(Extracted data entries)
- - -

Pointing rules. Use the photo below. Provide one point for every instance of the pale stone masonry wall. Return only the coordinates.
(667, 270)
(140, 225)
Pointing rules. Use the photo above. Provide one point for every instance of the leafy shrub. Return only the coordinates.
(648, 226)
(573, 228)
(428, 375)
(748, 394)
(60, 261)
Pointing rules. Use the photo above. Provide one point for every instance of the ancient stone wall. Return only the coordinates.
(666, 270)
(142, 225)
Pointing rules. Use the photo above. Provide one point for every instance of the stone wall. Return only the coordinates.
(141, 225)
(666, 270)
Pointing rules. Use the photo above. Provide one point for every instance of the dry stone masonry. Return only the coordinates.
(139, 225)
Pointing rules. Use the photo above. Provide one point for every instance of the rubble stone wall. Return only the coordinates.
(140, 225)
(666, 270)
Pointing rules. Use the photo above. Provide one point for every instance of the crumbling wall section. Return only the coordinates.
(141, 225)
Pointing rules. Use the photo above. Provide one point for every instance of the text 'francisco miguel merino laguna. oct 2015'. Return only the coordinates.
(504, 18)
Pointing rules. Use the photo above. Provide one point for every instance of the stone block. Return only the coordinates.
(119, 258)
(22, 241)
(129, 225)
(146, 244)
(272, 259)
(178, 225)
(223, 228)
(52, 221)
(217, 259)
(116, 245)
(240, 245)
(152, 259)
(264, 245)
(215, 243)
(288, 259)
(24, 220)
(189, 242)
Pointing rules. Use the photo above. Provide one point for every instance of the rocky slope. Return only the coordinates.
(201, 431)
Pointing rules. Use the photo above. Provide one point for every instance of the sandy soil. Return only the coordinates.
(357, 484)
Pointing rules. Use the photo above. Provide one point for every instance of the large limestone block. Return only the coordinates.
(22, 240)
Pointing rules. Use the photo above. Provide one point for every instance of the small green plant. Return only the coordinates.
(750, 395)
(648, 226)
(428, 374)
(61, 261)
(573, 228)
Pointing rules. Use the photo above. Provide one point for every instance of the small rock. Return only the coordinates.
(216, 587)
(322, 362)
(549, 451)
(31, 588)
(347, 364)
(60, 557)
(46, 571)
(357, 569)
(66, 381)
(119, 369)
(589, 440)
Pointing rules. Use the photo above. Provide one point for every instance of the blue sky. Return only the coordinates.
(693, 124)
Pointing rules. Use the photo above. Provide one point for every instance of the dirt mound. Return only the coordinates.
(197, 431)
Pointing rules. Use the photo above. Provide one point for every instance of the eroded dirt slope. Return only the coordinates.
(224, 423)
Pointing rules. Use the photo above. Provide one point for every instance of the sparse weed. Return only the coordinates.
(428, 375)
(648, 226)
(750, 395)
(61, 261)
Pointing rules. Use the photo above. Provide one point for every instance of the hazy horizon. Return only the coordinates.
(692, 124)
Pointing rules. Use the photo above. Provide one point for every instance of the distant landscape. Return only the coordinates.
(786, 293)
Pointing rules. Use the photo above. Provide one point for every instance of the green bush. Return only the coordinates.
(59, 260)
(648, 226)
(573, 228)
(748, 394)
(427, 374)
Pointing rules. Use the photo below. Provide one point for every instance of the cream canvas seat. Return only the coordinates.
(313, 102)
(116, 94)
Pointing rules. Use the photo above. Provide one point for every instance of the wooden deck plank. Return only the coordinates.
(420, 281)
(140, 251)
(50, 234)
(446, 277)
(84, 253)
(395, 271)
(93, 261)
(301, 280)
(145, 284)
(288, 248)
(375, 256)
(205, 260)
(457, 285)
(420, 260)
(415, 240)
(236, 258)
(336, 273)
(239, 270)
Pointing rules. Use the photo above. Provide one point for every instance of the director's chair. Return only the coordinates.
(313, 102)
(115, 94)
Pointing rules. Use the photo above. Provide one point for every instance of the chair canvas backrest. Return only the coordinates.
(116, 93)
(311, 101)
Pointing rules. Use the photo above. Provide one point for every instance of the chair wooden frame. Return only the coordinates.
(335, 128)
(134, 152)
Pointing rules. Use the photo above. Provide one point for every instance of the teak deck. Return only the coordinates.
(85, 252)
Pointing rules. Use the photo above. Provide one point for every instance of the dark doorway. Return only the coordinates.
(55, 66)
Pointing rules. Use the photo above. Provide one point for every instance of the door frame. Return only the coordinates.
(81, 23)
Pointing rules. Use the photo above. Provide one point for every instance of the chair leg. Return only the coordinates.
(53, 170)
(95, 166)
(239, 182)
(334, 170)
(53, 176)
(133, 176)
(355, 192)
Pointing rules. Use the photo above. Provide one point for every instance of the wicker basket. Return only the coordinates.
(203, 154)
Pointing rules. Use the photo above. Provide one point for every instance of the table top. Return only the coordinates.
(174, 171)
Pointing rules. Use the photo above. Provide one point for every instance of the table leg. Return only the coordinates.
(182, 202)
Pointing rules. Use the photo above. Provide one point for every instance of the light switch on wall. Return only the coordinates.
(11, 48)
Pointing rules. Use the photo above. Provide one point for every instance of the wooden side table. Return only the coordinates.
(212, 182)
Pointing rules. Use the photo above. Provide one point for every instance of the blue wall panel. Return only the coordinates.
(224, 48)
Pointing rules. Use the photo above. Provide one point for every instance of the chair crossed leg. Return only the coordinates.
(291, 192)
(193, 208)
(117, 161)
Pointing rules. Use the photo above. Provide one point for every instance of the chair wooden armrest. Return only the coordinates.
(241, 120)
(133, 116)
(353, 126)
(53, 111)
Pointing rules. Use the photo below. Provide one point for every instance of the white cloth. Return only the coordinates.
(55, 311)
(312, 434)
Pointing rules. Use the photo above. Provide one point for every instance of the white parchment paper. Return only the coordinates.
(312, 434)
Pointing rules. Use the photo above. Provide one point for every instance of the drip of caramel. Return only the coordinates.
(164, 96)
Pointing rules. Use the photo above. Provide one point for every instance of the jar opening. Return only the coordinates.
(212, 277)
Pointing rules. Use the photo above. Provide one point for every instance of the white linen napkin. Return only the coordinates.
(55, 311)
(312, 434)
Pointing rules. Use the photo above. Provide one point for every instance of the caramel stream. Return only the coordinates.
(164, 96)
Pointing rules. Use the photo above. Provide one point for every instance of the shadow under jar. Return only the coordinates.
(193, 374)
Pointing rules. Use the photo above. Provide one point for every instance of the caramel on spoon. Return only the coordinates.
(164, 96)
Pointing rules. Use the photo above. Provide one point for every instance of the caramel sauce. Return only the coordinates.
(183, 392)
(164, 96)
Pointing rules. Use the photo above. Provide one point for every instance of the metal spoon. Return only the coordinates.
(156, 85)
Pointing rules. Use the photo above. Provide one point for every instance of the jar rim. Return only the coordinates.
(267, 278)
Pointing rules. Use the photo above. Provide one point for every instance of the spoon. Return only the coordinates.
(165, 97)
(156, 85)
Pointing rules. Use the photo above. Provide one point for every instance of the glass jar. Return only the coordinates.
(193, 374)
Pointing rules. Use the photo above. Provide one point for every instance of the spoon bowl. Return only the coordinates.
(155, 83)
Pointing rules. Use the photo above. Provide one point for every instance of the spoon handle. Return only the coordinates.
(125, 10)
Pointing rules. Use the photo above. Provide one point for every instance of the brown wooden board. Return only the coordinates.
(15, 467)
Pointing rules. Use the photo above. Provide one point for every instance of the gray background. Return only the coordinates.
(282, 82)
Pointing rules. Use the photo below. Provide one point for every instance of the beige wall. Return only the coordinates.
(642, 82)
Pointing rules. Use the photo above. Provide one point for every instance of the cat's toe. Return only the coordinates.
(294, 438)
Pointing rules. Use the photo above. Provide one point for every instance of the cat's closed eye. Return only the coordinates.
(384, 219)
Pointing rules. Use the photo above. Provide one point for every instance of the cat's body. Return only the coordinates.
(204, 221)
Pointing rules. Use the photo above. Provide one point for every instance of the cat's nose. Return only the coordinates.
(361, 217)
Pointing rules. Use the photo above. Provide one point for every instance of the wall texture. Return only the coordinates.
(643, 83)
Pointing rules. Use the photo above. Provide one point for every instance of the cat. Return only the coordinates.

- - -

STATED PROBLEM. Rewrite the records above, starting with the line that contains "background. Return only the coordinates." and running through the last record, keeping the requests. Offset every coordinate in the answers by adding 50.

TASK SOLUTION.
Pointing rules. Use the photo above. Provide one point for every instance of the gray background. Return only the coordinates.
(332, 132)
Pointing rules. Use the photo below. Provide one point for every instance of the beige wall. Return only the coordinates.
(692, 132)
Pointing rules. Use the photo above. Provide one point for every instance of the cat's toe. Return only the coordinates.
(344, 488)
Pointing rules. Use the photo above. Provide one point for every instance of the cat's closed eye. Return only the coordinates.
(434, 269)
Pointing rules. Use the photo above. Provide one point for every instance of the cat's body. Return only the coordinates.
(254, 271)
Pointing rules. Use the photo above. Provide one point for every instance of the cat's nose. Return only the coordinates.
(411, 267)
Pointing rules. Use the photo above. Provide one point for every instance of the wall texture. Return only the coordinates.
(693, 133)
Pointing rules. Use the photo above. Provide one point for every instance of the cat. Return only the coordinates.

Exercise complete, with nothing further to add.